## Goal of the exercise
Only the lines from the one bearing "Every instance of the grass" through the end of the entries should be output, exactly as they stand, and pictures should be skipped.

(Natural language region descriptions)
Content starts
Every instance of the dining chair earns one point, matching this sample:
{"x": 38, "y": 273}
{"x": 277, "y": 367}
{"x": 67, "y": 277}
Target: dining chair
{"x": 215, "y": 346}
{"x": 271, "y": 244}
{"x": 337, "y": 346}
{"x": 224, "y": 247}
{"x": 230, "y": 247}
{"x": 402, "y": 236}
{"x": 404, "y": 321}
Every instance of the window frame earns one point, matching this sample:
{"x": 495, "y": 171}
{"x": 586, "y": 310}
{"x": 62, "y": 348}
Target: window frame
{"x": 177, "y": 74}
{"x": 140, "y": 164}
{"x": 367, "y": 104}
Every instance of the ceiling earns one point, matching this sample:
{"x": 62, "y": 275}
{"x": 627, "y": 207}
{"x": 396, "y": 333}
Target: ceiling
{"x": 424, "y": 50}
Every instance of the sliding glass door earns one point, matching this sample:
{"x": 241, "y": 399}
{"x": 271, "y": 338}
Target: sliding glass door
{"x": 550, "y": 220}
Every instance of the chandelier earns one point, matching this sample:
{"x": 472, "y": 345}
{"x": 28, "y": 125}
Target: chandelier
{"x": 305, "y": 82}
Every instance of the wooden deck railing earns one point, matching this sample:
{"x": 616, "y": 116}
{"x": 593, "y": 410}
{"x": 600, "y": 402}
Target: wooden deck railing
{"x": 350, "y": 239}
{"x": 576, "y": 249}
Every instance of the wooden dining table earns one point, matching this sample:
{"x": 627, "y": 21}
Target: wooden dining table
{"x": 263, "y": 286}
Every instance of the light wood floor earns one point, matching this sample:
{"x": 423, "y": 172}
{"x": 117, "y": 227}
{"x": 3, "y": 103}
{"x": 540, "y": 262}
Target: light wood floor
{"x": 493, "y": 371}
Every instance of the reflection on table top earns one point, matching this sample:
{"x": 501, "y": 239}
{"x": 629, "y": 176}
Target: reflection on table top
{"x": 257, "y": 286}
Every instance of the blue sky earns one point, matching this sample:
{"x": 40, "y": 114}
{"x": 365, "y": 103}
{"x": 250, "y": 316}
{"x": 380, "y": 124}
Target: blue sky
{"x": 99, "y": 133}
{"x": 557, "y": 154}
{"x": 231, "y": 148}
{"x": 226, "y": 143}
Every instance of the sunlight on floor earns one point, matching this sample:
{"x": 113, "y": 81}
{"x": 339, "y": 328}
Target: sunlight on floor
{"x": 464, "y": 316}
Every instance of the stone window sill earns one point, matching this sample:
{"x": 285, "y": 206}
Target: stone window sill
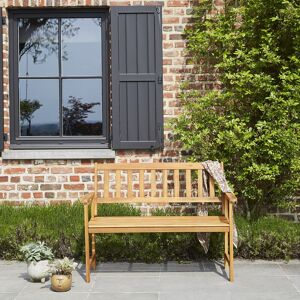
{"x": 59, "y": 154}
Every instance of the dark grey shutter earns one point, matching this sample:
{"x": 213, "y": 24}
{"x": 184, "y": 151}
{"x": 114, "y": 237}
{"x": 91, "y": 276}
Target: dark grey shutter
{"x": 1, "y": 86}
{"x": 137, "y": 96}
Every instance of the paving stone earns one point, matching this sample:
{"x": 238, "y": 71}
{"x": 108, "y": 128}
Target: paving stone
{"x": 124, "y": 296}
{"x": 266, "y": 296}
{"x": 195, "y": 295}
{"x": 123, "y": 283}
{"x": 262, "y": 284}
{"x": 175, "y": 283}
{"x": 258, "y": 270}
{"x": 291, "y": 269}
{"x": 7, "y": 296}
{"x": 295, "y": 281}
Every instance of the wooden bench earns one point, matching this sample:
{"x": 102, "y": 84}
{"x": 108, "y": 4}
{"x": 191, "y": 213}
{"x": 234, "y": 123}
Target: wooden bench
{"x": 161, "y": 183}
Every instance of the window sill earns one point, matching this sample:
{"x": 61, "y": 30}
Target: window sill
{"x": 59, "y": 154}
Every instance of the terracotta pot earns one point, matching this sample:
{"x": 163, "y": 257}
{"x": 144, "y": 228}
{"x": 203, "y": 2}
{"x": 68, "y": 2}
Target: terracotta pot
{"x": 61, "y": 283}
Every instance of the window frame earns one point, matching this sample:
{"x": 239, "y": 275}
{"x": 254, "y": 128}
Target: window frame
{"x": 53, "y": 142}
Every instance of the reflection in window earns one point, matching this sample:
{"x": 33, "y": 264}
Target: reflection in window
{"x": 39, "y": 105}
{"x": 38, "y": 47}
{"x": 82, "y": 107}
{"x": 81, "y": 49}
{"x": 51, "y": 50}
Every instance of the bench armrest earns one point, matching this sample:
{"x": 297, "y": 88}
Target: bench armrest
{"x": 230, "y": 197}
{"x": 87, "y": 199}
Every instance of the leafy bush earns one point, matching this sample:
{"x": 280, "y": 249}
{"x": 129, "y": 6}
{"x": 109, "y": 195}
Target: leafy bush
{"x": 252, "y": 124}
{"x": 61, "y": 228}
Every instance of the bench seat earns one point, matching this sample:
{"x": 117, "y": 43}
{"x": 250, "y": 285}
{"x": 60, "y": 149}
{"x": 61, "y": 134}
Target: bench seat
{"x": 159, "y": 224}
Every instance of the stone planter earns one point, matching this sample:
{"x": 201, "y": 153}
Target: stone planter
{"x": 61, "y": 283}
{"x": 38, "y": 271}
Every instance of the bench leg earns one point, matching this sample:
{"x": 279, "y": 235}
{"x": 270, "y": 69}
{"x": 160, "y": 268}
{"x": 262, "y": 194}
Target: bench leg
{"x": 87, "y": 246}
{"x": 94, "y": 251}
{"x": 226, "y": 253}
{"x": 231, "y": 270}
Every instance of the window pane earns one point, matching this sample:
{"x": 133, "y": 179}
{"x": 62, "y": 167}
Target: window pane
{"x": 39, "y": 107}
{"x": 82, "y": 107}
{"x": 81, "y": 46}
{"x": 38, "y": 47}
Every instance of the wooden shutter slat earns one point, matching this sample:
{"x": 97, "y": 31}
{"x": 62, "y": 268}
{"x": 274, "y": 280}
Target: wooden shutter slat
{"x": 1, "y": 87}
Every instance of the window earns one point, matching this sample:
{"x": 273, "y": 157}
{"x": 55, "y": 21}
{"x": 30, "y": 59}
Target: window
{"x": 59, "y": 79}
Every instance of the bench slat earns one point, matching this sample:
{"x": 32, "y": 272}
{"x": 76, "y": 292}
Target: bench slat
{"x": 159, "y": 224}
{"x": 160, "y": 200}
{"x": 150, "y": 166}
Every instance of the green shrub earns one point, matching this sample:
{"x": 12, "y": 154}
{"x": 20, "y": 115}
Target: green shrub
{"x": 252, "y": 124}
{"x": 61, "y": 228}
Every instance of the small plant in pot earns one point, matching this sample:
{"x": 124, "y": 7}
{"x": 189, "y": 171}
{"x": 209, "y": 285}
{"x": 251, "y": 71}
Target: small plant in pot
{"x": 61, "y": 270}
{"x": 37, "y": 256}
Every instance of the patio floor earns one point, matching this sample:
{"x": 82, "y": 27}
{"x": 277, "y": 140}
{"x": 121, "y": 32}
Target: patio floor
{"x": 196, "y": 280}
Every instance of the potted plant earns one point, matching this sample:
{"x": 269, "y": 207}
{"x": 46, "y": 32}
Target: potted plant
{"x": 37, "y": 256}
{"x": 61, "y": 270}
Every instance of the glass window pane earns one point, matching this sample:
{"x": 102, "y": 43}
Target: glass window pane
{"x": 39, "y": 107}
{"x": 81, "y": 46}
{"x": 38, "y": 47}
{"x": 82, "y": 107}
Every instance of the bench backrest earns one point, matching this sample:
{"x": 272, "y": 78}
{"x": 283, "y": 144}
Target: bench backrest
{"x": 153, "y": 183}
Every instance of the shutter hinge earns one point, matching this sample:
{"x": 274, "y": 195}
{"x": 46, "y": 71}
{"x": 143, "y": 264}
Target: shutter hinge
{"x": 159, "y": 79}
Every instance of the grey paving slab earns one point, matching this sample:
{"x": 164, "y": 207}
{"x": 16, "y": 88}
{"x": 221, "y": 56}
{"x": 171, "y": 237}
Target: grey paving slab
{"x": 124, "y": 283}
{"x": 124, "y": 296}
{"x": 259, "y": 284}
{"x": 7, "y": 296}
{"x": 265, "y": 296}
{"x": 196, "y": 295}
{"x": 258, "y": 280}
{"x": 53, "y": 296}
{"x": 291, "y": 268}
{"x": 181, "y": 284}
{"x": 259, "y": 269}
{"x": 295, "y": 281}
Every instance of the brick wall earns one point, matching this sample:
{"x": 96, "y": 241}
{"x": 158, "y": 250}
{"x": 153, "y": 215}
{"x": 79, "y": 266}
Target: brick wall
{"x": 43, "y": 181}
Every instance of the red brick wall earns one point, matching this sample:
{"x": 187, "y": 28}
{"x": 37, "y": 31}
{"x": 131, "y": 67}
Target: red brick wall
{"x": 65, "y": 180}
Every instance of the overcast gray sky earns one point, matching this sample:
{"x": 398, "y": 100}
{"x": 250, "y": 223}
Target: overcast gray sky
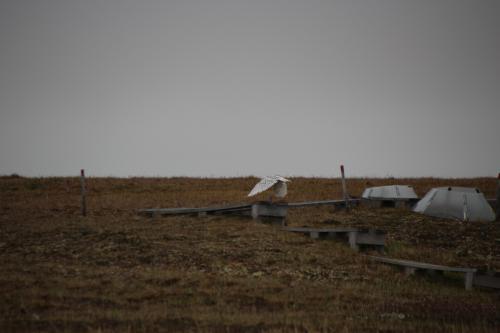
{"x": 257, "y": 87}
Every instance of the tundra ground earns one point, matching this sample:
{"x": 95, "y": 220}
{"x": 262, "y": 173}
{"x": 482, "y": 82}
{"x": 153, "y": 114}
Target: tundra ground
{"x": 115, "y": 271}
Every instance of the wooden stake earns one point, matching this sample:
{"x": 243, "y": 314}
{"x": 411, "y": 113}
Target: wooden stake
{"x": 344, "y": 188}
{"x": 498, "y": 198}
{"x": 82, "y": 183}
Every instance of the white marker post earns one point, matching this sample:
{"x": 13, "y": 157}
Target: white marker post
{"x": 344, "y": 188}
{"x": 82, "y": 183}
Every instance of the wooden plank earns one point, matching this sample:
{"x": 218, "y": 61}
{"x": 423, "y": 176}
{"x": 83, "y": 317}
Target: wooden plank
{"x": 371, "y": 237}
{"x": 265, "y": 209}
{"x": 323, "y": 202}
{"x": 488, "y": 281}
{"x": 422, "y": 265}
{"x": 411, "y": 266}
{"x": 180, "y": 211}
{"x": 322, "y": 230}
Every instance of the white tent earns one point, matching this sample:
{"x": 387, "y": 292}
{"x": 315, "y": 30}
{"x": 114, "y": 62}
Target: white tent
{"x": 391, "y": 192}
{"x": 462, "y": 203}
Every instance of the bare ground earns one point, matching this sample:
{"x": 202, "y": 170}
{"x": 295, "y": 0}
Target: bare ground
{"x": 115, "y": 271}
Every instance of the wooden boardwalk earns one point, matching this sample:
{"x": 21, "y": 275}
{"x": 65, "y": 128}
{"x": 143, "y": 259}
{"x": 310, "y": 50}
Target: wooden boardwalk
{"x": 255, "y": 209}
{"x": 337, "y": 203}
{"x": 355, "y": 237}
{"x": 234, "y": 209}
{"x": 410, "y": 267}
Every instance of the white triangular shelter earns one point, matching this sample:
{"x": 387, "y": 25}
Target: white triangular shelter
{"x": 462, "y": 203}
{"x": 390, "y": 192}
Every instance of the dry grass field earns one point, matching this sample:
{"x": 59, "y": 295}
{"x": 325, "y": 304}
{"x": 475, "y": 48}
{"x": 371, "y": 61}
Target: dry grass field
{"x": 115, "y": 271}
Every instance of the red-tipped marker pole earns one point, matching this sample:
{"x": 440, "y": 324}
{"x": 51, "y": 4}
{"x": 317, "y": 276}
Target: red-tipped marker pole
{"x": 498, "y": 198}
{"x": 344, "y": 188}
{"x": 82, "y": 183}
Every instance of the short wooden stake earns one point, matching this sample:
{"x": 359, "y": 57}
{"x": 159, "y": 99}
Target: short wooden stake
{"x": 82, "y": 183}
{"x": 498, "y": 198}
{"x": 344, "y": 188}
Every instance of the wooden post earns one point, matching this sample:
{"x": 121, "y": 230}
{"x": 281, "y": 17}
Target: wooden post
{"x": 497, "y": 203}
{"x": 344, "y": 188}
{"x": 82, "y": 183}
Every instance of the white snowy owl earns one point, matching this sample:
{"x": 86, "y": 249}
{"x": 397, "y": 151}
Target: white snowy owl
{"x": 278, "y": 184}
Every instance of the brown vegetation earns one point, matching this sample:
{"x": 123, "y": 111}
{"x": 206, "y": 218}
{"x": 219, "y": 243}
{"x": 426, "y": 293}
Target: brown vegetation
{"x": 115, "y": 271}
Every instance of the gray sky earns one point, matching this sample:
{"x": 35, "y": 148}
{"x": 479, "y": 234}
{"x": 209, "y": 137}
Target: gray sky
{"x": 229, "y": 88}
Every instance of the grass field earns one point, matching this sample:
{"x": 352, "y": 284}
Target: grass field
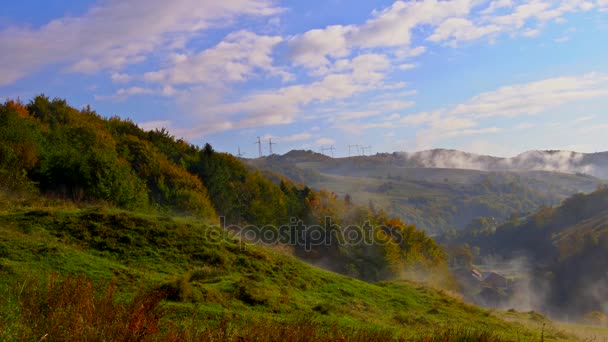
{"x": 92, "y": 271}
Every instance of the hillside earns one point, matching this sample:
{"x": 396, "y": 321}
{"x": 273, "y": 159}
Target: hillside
Content ends
## Response
Every instance of the grass field earns one point, matching this sample:
{"x": 352, "y": 284}
Target: grass field
{"x": 92, "y": 271}
Every instance of the hillside earns one point, matching this sample:
{"x": 396, "y": 321}
{"x": 273, "y": 159}
Target: hillside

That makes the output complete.